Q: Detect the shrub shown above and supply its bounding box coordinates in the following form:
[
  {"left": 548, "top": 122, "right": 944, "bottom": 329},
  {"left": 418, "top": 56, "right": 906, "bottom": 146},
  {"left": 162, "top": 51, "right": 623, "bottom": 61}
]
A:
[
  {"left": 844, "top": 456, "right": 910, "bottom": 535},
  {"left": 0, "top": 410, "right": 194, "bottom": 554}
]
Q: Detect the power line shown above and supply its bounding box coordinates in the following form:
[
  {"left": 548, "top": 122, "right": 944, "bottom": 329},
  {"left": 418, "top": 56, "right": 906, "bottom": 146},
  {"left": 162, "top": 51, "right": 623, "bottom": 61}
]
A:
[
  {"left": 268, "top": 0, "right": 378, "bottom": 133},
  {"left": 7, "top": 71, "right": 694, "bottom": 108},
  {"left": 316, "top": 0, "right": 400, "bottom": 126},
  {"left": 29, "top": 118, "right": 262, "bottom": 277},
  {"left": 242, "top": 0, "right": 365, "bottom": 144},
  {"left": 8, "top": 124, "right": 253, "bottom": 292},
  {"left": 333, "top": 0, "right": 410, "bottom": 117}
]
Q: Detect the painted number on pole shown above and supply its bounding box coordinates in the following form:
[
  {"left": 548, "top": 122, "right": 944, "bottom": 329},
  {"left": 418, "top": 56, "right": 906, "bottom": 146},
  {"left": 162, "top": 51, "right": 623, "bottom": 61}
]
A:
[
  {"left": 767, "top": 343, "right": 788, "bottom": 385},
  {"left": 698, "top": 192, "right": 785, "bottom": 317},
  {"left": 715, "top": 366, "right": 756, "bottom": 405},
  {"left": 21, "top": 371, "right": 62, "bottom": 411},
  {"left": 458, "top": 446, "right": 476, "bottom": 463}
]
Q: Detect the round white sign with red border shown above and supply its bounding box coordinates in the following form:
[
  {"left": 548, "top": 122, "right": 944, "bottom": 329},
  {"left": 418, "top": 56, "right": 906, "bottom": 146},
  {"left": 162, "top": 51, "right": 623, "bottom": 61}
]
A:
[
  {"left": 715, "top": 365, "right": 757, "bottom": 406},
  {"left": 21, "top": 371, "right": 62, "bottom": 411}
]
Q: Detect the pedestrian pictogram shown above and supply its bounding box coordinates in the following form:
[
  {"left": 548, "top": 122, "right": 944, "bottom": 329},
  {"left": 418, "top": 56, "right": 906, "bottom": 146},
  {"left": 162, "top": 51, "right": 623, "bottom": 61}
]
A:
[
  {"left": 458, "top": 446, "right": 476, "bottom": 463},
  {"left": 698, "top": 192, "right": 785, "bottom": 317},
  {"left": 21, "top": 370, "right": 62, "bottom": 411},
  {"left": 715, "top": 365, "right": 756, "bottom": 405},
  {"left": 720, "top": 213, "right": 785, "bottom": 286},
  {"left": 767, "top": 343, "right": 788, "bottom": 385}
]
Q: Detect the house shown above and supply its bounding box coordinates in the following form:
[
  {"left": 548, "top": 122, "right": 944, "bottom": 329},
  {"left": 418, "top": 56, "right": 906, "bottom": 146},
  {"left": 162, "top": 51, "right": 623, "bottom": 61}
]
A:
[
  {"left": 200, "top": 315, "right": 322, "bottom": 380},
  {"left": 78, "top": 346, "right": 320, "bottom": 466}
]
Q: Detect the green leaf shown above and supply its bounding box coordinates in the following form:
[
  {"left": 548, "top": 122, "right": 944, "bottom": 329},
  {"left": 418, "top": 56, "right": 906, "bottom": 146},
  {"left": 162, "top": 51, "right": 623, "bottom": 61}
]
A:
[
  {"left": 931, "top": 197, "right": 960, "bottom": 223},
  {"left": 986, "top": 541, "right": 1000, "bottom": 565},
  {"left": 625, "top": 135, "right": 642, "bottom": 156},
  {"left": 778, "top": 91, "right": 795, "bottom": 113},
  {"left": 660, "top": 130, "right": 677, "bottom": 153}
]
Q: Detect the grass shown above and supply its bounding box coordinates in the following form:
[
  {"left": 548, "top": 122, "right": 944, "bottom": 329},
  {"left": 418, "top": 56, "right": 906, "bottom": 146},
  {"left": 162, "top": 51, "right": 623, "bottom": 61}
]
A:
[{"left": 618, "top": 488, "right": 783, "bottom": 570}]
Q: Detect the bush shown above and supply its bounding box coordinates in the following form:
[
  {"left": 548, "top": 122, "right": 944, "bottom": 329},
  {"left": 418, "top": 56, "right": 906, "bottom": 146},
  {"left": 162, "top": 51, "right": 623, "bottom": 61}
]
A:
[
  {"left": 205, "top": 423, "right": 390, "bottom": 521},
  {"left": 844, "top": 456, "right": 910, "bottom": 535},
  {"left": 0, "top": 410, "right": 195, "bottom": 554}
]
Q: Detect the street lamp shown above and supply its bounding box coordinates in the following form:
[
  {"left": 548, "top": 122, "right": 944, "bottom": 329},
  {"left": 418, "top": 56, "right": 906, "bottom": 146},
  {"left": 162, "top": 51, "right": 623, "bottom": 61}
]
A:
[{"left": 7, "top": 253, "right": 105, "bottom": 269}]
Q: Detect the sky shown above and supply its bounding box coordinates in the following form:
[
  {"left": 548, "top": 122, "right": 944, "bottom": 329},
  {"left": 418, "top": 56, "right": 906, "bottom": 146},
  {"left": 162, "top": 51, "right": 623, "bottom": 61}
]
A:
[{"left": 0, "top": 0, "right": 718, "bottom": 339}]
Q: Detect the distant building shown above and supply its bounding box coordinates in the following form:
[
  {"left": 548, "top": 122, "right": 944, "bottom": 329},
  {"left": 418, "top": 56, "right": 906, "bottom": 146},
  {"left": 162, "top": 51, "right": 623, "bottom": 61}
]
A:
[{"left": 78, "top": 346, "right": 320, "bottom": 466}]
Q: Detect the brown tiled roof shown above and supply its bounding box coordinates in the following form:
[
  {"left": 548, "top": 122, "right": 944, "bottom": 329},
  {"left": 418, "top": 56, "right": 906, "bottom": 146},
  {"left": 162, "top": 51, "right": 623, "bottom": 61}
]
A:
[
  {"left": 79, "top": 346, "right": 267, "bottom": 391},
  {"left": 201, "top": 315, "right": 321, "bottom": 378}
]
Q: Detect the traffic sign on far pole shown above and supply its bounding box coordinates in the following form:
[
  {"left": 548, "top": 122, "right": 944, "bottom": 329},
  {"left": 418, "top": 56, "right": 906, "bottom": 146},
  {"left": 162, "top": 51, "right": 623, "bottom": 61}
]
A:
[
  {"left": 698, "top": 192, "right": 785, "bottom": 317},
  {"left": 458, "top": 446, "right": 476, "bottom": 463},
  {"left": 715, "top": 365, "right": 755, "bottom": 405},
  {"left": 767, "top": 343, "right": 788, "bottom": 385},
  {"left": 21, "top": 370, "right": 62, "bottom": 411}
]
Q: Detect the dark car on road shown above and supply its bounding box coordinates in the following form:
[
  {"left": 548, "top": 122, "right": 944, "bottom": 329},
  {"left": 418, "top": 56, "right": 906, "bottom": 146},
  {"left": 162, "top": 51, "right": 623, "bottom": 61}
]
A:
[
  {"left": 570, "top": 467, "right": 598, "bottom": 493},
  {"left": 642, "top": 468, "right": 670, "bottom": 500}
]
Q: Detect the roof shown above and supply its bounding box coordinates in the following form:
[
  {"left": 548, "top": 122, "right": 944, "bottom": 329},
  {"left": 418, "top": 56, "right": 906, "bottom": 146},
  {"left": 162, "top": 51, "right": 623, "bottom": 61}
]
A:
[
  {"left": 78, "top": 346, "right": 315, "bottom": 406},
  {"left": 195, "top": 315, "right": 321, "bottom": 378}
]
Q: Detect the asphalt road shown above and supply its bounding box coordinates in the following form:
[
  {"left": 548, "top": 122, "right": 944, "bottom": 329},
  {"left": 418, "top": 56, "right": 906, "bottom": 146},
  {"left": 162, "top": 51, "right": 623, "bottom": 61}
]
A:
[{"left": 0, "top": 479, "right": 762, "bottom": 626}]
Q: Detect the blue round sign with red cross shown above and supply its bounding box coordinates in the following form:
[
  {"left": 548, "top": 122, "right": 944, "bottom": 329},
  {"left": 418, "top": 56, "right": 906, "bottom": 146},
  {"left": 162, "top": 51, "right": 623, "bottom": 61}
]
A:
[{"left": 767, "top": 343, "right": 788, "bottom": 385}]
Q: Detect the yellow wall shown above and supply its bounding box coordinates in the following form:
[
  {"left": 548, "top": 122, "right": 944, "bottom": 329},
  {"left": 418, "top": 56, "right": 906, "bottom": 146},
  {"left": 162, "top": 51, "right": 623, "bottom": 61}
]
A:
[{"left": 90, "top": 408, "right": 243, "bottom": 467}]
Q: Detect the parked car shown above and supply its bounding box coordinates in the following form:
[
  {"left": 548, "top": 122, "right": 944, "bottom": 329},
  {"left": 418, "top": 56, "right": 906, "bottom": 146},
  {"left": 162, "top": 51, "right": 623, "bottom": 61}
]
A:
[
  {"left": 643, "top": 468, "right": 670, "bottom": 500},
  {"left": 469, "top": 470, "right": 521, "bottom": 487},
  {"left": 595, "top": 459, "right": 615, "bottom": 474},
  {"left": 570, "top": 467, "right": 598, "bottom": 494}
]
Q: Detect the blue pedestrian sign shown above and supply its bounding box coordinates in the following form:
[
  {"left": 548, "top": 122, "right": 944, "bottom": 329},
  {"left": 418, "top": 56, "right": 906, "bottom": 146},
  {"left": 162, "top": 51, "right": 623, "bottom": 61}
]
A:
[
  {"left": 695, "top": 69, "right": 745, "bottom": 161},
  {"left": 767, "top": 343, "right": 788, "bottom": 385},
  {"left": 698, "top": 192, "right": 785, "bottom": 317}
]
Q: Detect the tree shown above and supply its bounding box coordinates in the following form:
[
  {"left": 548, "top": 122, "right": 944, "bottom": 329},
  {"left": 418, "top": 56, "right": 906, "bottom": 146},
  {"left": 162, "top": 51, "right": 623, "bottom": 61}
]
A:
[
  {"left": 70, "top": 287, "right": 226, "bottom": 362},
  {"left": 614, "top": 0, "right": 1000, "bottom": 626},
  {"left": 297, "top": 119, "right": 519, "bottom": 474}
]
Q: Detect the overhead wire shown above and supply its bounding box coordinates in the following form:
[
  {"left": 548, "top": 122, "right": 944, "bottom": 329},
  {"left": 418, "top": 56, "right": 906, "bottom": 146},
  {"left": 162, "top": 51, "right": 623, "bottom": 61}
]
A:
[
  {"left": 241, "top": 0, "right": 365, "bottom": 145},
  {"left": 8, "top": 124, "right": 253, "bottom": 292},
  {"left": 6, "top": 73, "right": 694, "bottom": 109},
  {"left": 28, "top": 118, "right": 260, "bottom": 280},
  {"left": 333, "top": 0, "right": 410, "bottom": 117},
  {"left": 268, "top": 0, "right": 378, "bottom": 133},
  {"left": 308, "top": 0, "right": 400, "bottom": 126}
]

INSTRUCTION → Find every line of the items that contains the word "round" and copy each one out. Matching is case-sensitive.

THE ANSWER →
Q: Detect the round white sign with red border shown above and supply its bounding box coordinates in the following form:
Q: Detect the blue round sign with red cross shown above and supply its bounding box coordinates in the following form:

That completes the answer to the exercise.